- [Alıntı Metin]
Tabi bu travmanın boyutuyla da ilgili.

Kendi değerinizin farkında olmadığınızda, partneriniz de sizi değerli görmeyebilir ve ilişkiye aynı özeni göstermeyebilir.

Bu da nihayetinde ilgisizliğe ve cepte olmaya giden silsileyi tetikler.

Sebepleri konuştuk.

Peki bu durumlar karşısında ne yapacağız?

Beni Cepte Gören Erkeğe Nasıl Davranmalıyım?

ne yapacağını bilemeyen kadın

Burada danışanlarıma üç aşamalı bir yaklaşım tarzı öneriyorum. Buna strateji de diyebilirsiniz.

1

İlk Aşama: Gizli Bariyer Tekniğini Uygulayın

İlk aşamada Gizli Bariyer Tekniğini uygulamaya koyacağız.


Bu teknikten kısaca bahsedeyim. Bu tekniği genellikte ilişkide umursamaz, ilgisiz ve ciddiyetsiz erkeklere karşı uyguluyoruz.


Bu tekniğin amacı onunla aramıza bir engel koymak. Ama bu engelin varlığını reddediyor olacağız.


Yani karşı taraf aramızda bir mesafe/engel oluştuğunu hissediyorum derse, “Ne münasebet canım, her zamanki biz işte” diye yanıt vermeli, durumu kabullenmemelisiniz.


Yapmanız gereken şu: O size nasıl davranıyorsa siz de ona öyle davranın.


Aramıyor mu aramayın, mesaj atmıyor mu atmayın. Buluşmak için fırsat yaratmıyor mu, siz teklif dahi etmeyin.


Uzaklaşın yani.


Hatta sizi aradığında birkaç saat geç dönün.


Mesajlarına görüldü atın, ama geç cevap verin.


Böyle bir durum karşısında karşınızdaki afallayacak. Kendi kendine şunu diyecek: 


"Ya ne oldu bu kıza ya? Saniyesinde dönen şimdi beni bekletiyor.”


Birkaç gün içinde sizdeki bu değişime anlam veremeyip size soracak neler oluyor diye.


Bu durumda asla trip atmayın. Trip atmak karşı tarafa koz vermektir.


Bir erkek triple kazanılmaz kaybedilir. Trip atan değerini düşürür bunu unutmayın.


Şunu söyleyeceksiniz: “Hayatım son zamanlarda çok meşgulüm ve bu böyle de devam edecek gibi görünüyor. Bu yüzden de her an müsait olamıyorum.”


Bu cümle karşısında tabi gayriihtiyari olarak size şu soru gelecek: “Meşguliyetin neydi? Ne yaptın kimlerleydin?”

- [Yapılacaklar]
**1)** Lütfen alıntı metindeki “İlk aşamada Gizli Bariyer Tekniğini uygulamaya koyacağız.” cümlesini İngilizceye çevirin.
**2)** Alıntı metne göre şu ifadelerin her biri doğru mu, evet ya da hayır diye belirtin ve kararı veren sözleri metinden aynen alıntılayın: (a) Teknik, ilişkide ilgisiz erkeklere karşı uygulanır. (b) Karşı taraf aranızda bir mesafe hissettiğini söylerse bu durumu kabul etmelisiniz. (c) Yazar danışanlarına dört aşamalı bir yaklaşım öneriyor.
**3)** Alıntı metinde “Kendi değerinizin farkında” sözleriyle başlayıp “giden silsileyi tetikler.” sözleriyle biten bölümü birebir kopyalayın.
Görevleri yalnızca alıntı metne dayanarak yapın, listeye başvurmayın.

- [Kaynak Veriler]

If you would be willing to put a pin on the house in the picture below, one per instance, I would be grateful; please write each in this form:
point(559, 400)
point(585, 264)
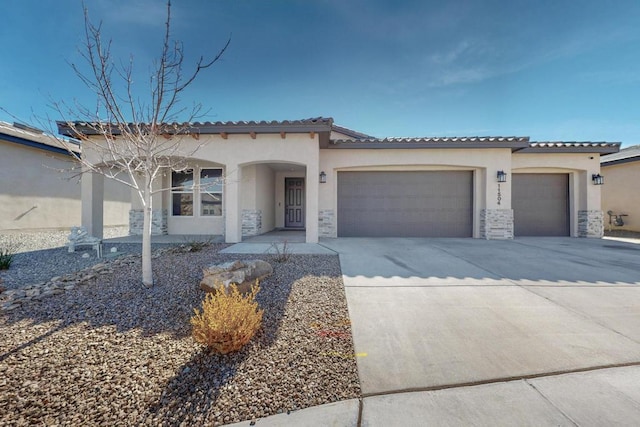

- [Görev Cevapları]
**1)** In the first stage, we will put the Hidden Barrier Technique into practice.

**2)**
(a) Evet: “ilişkide umursamaz, ilgisiz ve ciddiyetsiz erkeklere karşı uyguluyoruz”
(b) Hayır: “durumu kabullenmemelisiniz”
(c) Hayır: “üç aşamalı bir yaklaşım tarzı öneriyorum”

**3)**
Kendi değerinizin farkında olmadığınızda, partneriniz de sizi değerli görmeyebilir ve ilişkiye aynı özeni göstermeyebilir.

Bu da nihayetinde ilgisizliğe ve cepte olmaya giden silsileyi tetikler.